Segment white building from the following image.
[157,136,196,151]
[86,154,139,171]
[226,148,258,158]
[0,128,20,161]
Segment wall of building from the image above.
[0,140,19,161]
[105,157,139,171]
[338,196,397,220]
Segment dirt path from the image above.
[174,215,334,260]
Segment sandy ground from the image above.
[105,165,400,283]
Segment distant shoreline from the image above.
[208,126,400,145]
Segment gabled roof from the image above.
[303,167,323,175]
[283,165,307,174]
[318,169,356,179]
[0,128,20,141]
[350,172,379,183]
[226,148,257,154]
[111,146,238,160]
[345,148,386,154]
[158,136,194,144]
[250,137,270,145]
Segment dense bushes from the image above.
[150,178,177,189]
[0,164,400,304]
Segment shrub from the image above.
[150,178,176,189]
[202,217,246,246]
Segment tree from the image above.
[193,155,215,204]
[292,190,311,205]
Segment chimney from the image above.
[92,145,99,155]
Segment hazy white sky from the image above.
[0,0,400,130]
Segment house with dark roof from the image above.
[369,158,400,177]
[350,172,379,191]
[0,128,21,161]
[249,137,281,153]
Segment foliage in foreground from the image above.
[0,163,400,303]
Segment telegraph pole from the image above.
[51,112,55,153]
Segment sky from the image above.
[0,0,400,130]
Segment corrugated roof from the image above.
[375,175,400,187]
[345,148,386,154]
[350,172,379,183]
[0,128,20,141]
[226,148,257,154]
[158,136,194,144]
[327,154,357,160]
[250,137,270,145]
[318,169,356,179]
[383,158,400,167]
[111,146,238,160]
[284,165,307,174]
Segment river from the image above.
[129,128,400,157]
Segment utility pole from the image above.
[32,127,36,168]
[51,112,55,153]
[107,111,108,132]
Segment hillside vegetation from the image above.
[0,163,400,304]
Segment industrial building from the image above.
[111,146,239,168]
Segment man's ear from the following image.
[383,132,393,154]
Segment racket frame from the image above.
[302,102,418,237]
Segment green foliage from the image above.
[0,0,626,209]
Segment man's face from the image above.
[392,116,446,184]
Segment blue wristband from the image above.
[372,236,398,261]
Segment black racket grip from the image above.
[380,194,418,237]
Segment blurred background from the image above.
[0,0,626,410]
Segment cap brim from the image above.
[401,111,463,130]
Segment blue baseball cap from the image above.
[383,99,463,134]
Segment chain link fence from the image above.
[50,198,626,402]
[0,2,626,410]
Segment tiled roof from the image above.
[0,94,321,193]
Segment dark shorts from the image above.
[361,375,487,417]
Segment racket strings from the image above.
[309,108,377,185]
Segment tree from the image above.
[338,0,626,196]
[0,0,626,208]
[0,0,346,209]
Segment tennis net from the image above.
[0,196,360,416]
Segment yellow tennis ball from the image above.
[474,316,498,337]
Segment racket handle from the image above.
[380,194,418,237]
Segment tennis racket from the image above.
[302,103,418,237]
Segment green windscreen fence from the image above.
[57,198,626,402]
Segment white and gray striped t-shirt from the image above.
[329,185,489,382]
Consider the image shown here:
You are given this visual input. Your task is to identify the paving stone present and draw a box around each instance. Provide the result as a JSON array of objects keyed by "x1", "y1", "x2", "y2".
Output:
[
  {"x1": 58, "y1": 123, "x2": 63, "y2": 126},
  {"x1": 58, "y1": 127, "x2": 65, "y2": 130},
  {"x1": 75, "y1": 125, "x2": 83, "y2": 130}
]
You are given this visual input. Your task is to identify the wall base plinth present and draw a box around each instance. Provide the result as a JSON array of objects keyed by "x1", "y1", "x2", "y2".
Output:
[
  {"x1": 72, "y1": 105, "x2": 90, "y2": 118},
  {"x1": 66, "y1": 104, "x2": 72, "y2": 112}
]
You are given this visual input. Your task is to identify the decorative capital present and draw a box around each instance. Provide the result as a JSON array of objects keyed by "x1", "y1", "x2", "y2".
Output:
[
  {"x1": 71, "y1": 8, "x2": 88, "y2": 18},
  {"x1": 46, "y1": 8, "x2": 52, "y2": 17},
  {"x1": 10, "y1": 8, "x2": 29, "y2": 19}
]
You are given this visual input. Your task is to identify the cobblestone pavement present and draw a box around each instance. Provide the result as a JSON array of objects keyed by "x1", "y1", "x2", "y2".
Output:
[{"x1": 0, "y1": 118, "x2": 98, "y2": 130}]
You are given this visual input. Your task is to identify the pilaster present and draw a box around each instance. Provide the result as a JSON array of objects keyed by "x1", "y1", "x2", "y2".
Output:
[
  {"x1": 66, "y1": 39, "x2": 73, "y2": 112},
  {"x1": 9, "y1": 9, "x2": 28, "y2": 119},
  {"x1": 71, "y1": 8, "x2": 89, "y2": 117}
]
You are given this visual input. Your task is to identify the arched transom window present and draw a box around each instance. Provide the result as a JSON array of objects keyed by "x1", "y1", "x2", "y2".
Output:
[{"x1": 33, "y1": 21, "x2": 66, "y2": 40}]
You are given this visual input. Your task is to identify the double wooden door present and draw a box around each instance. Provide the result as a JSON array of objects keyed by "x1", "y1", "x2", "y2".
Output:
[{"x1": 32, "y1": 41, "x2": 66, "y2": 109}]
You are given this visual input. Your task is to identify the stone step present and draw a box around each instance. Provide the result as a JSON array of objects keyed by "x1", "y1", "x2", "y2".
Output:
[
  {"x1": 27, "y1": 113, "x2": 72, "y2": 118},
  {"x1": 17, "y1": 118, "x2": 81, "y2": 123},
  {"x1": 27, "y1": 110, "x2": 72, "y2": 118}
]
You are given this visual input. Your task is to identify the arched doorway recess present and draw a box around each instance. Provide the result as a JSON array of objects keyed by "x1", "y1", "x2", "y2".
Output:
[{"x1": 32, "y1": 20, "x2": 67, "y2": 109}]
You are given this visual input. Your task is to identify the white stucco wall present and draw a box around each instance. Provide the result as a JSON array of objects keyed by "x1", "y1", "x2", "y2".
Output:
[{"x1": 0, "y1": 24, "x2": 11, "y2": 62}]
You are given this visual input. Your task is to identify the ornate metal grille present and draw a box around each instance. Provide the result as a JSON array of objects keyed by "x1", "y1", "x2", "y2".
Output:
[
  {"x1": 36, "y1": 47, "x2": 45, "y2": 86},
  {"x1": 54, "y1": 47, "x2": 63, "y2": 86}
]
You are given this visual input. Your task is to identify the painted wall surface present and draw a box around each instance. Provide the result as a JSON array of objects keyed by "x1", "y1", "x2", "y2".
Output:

** Task statement **
Copy the part of the data that opens with the line containing "Segment gabled roof from the image above." and closes with the line containing "[284,165,307,174]", both of those lines included, without changing a character.

** Complete response **
Segment gabled roof from the image above.
[303,167,323,175]
[283,165,307,174]
[318,169,356,179]
[0,128,20,141]
[350,172,379,183]
[226,148,257,154]
[111,146,238,160]
[345,148,386,154]
[158,136,194,144]
[250,137,270,145]
Segment dense bushes from the image above.
[150,178,177,189]
[0,164,400,304]
Segment shrub from the image above.
[150,178,176,189]
[202,217,246,246]
Segment tree from the image above.
[193,155,215,204]
[292,190,311,205]
Segment chimney from the image above.
[92,145,99,155]
Segment hazy white sky from the image above.
[0,0,400,130]
Segment house with dark roof from the image above.
[369,158,400,177]
[350,172,379,191]
[0,128,21,161]
[249,137,281,153]
Segment foliage in foreground from the image above.
[0,163,400,303]
Segment telegraph pole from the image above.
[51,112,55,153]
Segment sky from the image above.
[0,0,400,130]
Segment corrugated roof from the image above.
[375,175,400,187]
[345,148,386,154]
[350,172,379,183]
[0,128,20,141]
[226,148,257,154]
[158,136,194,144]
[327,154,357,160]
[250,137,270,145]
[318,169,356,179]
[383,158,400,167]
[111,146,238,160]
[284,165,307,174]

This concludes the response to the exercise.